- YOUR TASK -
From the entries below, copy out all lines holding "necktie".

- RECORDS TO PROCESS -
╭──

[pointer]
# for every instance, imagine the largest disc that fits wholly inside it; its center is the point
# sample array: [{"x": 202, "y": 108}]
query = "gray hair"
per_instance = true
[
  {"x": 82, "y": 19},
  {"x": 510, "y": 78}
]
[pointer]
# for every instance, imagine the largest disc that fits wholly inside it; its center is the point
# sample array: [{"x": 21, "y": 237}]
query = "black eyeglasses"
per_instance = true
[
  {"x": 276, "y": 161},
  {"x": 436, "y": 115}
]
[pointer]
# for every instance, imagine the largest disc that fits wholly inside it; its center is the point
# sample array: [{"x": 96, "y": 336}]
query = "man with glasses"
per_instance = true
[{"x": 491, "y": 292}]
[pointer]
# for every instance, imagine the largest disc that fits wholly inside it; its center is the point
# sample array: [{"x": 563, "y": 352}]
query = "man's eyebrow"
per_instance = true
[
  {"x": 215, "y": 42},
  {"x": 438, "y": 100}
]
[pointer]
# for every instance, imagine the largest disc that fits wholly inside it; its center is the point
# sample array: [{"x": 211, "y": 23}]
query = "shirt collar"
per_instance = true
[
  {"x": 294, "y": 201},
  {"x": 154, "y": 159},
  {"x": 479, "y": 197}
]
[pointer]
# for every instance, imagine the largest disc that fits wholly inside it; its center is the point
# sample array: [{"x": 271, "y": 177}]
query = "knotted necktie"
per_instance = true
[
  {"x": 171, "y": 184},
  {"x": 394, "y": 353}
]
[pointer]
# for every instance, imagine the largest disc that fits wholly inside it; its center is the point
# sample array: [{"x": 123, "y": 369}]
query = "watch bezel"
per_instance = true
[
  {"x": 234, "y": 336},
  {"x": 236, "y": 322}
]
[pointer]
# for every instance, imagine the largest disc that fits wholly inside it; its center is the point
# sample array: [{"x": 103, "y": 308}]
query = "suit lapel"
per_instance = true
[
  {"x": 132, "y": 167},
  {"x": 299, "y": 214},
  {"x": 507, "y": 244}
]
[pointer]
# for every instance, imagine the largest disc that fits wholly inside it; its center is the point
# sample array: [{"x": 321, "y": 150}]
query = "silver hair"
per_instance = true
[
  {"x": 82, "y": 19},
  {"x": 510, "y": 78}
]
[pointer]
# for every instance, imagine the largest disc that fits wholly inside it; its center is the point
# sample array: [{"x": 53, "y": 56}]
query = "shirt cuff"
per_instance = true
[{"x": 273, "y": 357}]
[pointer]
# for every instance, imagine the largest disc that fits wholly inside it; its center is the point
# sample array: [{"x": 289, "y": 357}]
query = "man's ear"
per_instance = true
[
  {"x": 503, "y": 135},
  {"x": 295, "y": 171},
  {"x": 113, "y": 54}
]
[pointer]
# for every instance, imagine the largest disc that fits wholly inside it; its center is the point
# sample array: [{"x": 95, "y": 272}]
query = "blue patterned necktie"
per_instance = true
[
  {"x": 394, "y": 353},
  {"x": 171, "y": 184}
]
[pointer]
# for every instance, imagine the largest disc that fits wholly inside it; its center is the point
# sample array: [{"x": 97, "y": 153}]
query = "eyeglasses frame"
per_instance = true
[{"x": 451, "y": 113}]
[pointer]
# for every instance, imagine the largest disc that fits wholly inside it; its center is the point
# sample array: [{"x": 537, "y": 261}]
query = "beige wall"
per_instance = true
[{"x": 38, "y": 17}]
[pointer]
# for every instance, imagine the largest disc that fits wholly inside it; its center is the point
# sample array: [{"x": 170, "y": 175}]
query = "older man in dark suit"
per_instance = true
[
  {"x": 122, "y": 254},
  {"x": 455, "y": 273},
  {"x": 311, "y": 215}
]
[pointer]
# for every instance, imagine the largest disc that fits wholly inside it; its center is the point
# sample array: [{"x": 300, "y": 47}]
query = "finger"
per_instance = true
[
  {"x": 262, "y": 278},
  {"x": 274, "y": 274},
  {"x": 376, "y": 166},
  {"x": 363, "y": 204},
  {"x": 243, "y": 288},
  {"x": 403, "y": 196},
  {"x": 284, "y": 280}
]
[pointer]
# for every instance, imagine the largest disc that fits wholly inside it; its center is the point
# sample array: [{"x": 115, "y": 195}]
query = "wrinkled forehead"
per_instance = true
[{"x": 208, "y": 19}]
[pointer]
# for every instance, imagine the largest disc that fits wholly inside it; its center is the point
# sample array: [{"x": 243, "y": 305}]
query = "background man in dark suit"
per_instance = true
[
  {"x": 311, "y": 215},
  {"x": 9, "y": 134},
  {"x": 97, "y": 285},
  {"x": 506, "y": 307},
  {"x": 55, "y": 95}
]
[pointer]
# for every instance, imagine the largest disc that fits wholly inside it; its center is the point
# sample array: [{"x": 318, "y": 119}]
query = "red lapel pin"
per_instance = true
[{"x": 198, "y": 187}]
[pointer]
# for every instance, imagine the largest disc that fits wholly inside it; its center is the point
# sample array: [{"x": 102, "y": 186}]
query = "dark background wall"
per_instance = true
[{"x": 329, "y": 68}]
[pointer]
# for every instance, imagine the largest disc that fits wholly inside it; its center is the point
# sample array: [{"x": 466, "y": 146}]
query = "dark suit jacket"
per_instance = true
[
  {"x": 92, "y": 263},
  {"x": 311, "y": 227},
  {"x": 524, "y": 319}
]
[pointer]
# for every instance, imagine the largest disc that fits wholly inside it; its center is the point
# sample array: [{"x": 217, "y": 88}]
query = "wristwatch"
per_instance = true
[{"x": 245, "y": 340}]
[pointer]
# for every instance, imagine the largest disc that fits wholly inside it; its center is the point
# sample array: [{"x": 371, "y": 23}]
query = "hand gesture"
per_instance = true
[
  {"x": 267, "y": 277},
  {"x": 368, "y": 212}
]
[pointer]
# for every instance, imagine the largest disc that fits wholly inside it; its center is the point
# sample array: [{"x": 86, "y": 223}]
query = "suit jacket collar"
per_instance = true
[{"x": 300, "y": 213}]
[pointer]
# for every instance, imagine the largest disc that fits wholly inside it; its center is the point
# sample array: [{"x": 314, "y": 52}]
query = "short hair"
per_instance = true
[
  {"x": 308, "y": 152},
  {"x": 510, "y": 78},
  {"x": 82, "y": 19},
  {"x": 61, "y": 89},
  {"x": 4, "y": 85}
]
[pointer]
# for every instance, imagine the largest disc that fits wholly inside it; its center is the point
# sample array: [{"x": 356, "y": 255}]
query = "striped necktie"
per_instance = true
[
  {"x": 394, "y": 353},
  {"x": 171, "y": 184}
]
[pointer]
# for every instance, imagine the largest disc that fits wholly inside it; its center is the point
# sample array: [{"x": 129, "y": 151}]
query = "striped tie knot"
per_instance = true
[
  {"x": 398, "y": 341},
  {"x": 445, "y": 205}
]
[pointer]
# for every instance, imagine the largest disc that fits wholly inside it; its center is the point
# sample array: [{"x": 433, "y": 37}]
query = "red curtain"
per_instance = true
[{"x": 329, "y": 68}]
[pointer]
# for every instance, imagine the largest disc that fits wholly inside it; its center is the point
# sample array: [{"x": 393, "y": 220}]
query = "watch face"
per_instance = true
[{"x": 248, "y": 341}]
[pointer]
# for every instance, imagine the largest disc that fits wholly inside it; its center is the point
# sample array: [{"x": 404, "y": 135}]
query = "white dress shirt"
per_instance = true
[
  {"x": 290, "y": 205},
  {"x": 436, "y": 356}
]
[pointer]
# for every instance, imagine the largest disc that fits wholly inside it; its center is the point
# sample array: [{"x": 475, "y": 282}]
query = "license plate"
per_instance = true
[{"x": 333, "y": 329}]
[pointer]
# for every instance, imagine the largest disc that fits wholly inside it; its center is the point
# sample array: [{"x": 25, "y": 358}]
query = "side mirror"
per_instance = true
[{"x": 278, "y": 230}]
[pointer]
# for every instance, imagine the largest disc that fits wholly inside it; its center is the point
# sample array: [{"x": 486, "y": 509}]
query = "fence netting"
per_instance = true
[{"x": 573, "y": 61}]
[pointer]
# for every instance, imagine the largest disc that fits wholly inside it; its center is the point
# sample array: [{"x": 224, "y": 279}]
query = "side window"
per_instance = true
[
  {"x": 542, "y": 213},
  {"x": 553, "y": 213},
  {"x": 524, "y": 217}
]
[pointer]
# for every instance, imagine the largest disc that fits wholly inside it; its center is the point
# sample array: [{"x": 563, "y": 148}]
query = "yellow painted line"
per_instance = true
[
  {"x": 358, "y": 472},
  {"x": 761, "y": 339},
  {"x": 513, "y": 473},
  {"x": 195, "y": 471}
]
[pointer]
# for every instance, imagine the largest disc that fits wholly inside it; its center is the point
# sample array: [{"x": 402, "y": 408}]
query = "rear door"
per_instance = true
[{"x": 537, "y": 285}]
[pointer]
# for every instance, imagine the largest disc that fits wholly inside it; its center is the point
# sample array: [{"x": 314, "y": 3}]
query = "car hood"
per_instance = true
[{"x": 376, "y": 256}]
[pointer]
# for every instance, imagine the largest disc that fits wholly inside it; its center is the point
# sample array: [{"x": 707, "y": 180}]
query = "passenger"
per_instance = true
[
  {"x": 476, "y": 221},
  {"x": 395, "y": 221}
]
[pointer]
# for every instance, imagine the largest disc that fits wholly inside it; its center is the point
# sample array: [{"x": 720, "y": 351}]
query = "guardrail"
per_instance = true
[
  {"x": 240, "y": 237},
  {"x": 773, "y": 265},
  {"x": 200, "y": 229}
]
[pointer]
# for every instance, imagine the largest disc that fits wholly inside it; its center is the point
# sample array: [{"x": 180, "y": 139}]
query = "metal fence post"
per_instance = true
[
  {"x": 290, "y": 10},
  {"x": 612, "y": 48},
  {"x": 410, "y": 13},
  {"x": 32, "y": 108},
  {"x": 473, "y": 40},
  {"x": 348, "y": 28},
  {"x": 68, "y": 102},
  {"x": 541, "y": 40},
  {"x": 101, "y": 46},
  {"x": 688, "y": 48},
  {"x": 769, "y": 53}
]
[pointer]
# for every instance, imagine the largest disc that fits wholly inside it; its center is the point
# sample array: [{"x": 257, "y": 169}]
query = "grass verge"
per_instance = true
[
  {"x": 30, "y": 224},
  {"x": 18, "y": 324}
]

╰──

- REPLY -
query = "knotted necktie"
query = "blue patterned necktie"
query = "striped necktie"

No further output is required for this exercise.